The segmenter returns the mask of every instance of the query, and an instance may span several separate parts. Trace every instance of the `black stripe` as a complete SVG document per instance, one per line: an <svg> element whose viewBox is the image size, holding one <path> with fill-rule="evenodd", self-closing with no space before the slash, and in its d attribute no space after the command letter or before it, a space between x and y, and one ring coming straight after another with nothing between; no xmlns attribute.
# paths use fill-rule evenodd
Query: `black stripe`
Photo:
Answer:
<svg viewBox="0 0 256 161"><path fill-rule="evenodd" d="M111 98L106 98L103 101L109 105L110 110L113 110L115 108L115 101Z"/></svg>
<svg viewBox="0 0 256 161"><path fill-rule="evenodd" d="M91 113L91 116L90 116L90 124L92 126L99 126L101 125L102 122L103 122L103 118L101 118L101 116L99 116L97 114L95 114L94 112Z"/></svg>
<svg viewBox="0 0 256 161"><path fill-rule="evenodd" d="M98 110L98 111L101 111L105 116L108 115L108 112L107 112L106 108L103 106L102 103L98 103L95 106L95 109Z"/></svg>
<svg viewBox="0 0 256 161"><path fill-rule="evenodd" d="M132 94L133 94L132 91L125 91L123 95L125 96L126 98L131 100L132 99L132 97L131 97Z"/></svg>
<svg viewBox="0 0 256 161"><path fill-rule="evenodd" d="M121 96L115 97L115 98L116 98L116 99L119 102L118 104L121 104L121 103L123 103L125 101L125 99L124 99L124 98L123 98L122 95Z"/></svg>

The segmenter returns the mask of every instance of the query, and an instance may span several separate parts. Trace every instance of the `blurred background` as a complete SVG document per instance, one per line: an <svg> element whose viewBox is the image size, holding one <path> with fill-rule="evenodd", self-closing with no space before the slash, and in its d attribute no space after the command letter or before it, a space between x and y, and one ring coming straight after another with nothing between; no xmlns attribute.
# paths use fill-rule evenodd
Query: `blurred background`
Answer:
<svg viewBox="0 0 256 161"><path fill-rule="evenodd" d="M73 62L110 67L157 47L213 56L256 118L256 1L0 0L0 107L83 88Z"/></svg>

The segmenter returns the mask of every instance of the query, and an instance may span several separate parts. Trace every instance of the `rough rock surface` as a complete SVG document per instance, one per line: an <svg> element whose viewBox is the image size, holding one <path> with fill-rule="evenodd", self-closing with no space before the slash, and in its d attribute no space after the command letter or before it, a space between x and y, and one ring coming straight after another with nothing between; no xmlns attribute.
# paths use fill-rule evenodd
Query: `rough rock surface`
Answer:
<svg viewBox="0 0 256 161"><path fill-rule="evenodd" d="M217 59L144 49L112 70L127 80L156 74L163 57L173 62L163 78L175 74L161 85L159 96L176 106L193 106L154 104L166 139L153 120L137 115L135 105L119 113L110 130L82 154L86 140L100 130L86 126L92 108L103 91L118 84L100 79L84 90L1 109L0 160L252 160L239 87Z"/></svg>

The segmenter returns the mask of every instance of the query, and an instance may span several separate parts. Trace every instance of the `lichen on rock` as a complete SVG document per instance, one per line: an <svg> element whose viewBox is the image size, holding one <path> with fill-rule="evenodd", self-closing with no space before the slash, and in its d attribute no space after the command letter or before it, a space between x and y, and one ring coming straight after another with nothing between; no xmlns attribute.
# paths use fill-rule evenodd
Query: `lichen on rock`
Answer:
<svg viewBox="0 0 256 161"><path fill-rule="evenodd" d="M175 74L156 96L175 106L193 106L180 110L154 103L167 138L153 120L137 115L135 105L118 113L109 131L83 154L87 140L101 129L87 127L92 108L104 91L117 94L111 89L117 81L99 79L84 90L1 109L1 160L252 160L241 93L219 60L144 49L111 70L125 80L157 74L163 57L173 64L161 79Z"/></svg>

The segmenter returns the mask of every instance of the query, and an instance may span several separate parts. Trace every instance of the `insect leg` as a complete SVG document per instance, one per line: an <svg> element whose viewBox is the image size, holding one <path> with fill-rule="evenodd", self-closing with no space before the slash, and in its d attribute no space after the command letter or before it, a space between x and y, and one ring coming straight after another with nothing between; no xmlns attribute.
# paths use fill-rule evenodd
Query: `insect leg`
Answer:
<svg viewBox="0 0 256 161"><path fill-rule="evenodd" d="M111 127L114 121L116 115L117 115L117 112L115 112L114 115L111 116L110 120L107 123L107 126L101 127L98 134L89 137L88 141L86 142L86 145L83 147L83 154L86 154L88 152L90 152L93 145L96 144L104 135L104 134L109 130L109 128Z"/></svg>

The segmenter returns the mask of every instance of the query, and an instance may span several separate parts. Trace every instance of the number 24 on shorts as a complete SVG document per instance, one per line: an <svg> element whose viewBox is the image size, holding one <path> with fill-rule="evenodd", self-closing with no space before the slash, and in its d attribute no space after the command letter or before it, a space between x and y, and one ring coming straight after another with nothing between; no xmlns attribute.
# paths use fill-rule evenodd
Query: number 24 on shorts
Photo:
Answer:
■ ■ ■ ■
• WHAT THIS TASK INVOLVES:
Set down every one of the records above once more, reproducing each line without any change.

• CORRECT RESULT:
The segmenter returns the mask of every instance of the query, and an instance may span several separate parts. Trace every instance of the `black stripe` as a complete SVG document per instance, one per line: an <svg> element whose viewBox is the image size, holding one <path> with fill-rule="evenodd", self-closing with no space before the slash, and in its d attribute no space after the command letter or before it, a space between x and y, and one ring coming straight after another with nothing between; no xmlns attribute.
# paths use fill-rule evenodd
Query: `black stripe`
Photo:
Answer:
<svg viewBox="0 0 256 161"><path fill-rule="evenodd" d="M111 98L106 98L103 101L109 105L110 110L113 110L115 108L115 101Z"/></svg>
<svg viewBox="0 0 256 161"><path fill-rule="evenodd" d="M91 113L91 116L90 116L90 124L92 126L99 126L101 125L102 122L103 122L103 118L101 118L101 116L99 116L97 114L95 114L94 112Z"/></svg>
<svg viewBox="0 0 256 161"><path fill-rule="evenodd" d="M98 110L98 111L101 111L105 116L108 115L108 112L107 112L106 108L103 106L102 103L98 103L95 106L95 109Z"/></svg>
<svg viewBox="0 0 256 161"><path fill-rule="evenodd" d="M132 94L133 94L132 91L125 91L123 95L125 96L126 98L131 100L132 99L132 97L131 97Z"/></svg>
<svg viewBox="0 0 256 161"><path fill-rule="evenodd" d="M121 96L115 97L115 98L116 98L116 99L119 102L118 104L121 104L121 103L123 103L125 101L125 99L124 99L124 98L123 98L122 95Z"/></svg>

The segmenter returns the mask of every instance of the query, and an instance may span several separate parts. Trace every instance of the `blurred background` as a complete SVG document per instance, one per line: an <svg> element whose viewBox is the image size, holding one <path> with fill-rule="evenodd", self-closing with no space before the slash, and in its d attribute no space after the command letter or before it, a space between x and y, and one ring coming straight after another with nothing between; no xmlns attribute.
# paths use fill-rule evenodd
Query: `blurred background`
Answer:
<svg viewBox="0 0 256 161"><path fill-rule="evenodd" d="M73 62L110 67L157 47L213 56L256 118L256 1L0 0L0 107L83 88Z"/></svg>

The segmenter returns the mask of every instance of the query, and an instance may span several separate parts. Trace every instance of the `rough rock surface` as a complete SVG document per instance, one per line: an <svg> element whose viewBox is the image size, holding one <path> with fill-rule="evenodd", self-closing with no space before the slash, and in its d attribute no space after the command letter or before it, a space between x and y, and one ring coming straight after another with nothing between; no xmlns attribute.
# paths use fill-rule evenodd
Query: `rough rock surface`
Answer:
<svg viewBox="0 0 256 161"><path fill-rule="evenodd" d="M217 59L144 49L112 70L127 80L156 74L163 57L173 62L163 78L175 74L161 85L159 96L176 106L193 106L154 104L166 139L153 120L137 115L135 105L119 113L110 130L82 154L86 140L100 130L86 126L92 108L103 91L118 84L100 79L84 90L1 109L0 160L252 160L239 87Z"/></svg>

The segmenter returns the mask of every instance of the query, and an instance may span several separate parts. Trace every instance of the `lichen on rock` as a complete SVG document per instance, one per line: an <svg> element whose viewBox is the image size, holding one <path> with fill-rule="evenodd", self-closing with no space before the slash, and in its d attribute no space after the command letter or before it, a space between x and y, and one ring coming straight after another with nothing between; no xmlns attribute.
# paths use fill-rule evenodd
Query: `lichen on rock`
Answer:
<svg viewBox="0 0 256 161"><path fill-rule="evenodd" d="M175 74L156 96L175 106L193 106L180 110L154 103L167 138L153 120L137 115L135 105L118 113L109 131L83 154L87 140L101 129L87 127L92 108L104 91L117 94L111 89L117 81L99 79L84 90L1 109L1 160L252 160L241 93L219 60L144 49L111 70L125 80L157 74L163 57L173 64L161 79Z"/></svg>

The segmenter returns the mask of every instance of the query, and an instance may span several separate parts. Trace every instance of the `insect leg` as a complete SVG document per instance, one per line: an <svg> element whose viewBox is the image size, holding one <path> with fill-rule="evenodd", self-closing with no space before the slash, and in its d attribute no space after the command letter or before it, a space between x and y, and one ring coming straight after another with nothing between; no xmlns attribute.
# paths use fill-rule evenodd
Query: `insect leg`
Answer:
<svg viewBox="0 0 256 161"><path fill-rule="evenodd" d="M111 127L114 121L116 115L117 115L117 112L115 112L114 115L111 116L110 120L107 123L107 126L101 127L98 134L89 137L88 141L86 142L86 145L83 147L83 154L86 154L88 152L90 152L93 145L96 144L104 135L104 134L109 130L109 128Z"/></svg>

The segmenter returns the mask of every instance of the query, and an instance may span several separate parts. Trace every instance of the number 24 on shorts as a complete SVG document per instance, one per line: an <svg> element whose viewBox is the image size, holding one <path> with fill-rule="evenodd", self-closing with no space before the slash, and in its d attribute no space after the command letter or before it, a space between x and y, and one ring coming straight after another with nothing between; no xmlns attribute.
# paths use fill-rule evenodd
Query: number 24 on shorts
Photo:
Answer:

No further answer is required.